Referring expression pointing data
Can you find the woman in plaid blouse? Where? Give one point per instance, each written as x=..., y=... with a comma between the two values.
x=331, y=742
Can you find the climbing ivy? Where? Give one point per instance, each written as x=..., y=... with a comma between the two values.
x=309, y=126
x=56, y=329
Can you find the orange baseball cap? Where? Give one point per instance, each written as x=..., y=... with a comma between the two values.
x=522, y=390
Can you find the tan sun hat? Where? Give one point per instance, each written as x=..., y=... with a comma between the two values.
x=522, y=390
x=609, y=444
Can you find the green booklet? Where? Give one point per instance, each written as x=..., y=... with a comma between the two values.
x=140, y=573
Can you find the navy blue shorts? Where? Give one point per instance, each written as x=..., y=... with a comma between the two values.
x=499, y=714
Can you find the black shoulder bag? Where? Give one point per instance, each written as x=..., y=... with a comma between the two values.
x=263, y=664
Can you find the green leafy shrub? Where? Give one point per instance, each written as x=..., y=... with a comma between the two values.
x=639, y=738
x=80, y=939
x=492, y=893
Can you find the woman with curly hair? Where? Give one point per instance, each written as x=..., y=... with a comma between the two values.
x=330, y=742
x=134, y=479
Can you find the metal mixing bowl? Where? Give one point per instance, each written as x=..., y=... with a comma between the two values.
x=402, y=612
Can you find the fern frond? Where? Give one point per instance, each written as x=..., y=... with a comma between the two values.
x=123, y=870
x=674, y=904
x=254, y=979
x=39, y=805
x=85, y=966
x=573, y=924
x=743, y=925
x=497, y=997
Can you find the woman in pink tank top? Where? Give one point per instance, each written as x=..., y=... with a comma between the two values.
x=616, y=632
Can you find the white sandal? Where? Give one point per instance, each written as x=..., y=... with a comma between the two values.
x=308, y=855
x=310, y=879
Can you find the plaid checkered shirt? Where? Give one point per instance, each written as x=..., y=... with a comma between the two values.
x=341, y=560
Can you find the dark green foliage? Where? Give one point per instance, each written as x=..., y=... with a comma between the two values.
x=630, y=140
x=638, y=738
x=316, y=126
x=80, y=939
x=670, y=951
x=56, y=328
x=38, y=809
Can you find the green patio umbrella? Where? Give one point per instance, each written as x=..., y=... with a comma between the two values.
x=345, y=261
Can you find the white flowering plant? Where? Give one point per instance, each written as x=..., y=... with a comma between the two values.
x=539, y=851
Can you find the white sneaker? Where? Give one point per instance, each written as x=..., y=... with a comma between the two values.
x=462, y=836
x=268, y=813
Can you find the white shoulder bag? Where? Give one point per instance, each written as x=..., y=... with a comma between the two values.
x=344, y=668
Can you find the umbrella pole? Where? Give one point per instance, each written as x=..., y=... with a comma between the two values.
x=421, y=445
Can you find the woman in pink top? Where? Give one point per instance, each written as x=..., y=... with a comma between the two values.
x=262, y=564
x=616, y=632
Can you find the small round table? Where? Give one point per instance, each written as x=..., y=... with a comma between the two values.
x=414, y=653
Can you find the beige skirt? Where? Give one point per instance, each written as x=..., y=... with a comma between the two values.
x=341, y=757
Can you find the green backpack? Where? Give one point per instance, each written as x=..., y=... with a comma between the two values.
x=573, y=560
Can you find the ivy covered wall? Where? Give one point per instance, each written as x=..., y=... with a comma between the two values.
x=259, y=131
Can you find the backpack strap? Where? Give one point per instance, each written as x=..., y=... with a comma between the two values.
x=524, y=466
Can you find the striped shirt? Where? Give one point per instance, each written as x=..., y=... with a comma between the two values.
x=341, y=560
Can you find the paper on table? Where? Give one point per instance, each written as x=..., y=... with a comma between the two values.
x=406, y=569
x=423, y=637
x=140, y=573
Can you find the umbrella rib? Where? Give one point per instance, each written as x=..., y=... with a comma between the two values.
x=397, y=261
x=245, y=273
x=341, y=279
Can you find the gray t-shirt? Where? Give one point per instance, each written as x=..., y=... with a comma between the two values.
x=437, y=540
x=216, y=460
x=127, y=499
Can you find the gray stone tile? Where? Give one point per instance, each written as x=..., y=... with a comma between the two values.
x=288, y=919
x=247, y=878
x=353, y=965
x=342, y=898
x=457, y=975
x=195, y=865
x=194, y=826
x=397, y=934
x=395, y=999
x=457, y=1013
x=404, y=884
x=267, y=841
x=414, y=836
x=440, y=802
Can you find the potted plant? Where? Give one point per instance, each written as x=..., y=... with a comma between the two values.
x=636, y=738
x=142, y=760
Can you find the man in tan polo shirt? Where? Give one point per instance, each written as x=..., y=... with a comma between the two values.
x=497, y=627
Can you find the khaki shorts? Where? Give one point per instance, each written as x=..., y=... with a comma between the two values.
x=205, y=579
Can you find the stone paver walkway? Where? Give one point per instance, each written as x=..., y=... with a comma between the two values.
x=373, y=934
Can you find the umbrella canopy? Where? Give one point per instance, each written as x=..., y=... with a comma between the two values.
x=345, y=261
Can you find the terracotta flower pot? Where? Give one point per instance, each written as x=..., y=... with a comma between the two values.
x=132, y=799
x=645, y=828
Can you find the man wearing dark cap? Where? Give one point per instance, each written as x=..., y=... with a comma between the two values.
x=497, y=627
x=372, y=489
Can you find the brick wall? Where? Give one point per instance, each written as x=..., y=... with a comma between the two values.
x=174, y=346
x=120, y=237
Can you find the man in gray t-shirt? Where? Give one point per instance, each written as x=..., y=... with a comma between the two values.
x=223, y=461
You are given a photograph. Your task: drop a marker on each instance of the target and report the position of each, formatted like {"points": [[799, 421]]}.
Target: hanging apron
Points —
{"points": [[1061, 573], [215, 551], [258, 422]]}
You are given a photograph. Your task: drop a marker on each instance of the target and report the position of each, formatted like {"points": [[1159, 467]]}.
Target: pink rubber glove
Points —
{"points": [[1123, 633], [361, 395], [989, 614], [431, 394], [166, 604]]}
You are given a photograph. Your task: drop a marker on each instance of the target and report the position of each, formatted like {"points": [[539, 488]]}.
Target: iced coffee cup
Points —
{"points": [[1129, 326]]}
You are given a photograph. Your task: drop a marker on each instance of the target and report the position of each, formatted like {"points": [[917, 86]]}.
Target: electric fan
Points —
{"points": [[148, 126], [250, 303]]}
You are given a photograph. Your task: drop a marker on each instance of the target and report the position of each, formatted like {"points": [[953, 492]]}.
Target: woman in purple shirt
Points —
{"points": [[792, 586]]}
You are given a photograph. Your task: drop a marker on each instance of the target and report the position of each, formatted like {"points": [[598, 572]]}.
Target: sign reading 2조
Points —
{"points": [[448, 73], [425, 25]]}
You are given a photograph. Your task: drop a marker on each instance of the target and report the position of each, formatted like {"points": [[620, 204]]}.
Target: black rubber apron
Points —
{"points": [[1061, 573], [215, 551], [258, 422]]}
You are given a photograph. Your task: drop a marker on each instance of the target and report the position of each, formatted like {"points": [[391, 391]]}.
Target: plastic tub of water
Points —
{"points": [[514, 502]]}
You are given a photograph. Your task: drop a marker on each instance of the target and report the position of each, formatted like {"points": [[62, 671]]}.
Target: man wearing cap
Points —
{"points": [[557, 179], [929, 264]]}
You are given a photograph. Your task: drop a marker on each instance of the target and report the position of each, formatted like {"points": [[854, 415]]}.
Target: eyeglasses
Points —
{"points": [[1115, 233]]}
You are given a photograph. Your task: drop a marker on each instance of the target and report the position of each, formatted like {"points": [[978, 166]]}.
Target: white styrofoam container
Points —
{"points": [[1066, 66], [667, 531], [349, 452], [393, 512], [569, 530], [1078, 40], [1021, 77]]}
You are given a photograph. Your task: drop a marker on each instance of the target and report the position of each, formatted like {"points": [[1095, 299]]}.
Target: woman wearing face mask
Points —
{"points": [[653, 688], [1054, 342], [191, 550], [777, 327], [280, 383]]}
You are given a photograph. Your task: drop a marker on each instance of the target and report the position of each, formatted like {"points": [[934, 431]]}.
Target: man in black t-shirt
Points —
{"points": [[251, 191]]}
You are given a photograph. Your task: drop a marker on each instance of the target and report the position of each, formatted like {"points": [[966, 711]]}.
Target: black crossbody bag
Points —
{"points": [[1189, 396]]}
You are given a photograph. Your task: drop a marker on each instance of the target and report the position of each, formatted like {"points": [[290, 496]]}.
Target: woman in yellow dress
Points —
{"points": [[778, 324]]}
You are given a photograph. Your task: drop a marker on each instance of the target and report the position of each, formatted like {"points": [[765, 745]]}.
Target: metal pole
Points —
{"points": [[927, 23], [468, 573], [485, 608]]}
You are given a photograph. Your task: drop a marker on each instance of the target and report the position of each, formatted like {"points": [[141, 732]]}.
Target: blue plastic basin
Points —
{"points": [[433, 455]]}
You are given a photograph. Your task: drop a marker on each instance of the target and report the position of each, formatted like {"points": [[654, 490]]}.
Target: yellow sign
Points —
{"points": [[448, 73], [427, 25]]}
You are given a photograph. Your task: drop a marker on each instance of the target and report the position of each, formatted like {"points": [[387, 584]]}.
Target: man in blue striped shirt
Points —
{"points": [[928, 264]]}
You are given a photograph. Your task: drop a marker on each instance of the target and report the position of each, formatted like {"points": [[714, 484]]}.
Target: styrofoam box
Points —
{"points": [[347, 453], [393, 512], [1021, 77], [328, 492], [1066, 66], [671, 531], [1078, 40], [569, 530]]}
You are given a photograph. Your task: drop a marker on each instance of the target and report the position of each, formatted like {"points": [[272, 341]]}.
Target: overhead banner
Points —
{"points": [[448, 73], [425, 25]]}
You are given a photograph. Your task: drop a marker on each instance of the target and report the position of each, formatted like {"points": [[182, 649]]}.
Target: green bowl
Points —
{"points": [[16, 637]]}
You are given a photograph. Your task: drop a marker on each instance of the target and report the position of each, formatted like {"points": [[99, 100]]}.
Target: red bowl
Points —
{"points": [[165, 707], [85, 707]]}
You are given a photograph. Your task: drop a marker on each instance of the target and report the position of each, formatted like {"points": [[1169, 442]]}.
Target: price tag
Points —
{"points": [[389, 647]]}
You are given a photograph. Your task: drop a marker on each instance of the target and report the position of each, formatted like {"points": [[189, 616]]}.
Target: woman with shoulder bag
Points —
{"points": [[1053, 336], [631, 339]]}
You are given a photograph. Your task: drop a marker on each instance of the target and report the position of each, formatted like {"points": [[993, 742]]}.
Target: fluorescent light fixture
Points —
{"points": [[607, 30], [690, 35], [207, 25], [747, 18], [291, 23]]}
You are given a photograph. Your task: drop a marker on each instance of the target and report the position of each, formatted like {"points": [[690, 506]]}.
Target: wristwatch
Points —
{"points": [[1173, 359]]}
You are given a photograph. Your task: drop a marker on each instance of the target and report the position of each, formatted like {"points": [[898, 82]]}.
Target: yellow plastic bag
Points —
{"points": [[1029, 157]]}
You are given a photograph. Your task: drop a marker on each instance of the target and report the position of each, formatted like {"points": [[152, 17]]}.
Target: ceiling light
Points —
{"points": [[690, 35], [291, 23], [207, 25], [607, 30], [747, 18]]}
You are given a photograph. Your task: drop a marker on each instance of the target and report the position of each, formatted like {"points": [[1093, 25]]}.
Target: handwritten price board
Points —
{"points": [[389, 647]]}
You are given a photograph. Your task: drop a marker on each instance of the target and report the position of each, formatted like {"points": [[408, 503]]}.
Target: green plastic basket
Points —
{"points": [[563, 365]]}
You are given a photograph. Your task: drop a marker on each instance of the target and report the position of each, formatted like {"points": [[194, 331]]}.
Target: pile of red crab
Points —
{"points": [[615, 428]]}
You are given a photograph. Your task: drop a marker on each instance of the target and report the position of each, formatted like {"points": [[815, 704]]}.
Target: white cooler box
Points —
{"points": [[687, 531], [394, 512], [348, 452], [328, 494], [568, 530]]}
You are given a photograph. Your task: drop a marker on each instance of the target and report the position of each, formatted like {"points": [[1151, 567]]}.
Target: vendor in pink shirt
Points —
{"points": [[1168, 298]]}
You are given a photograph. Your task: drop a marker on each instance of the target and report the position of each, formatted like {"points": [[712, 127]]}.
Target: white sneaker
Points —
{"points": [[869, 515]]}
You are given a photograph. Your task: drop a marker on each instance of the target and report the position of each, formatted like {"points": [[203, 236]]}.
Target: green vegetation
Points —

• PROMPT
Find every line above that includes the word "light", then state how many there are and nothing more.

• ANSWER BELOW
2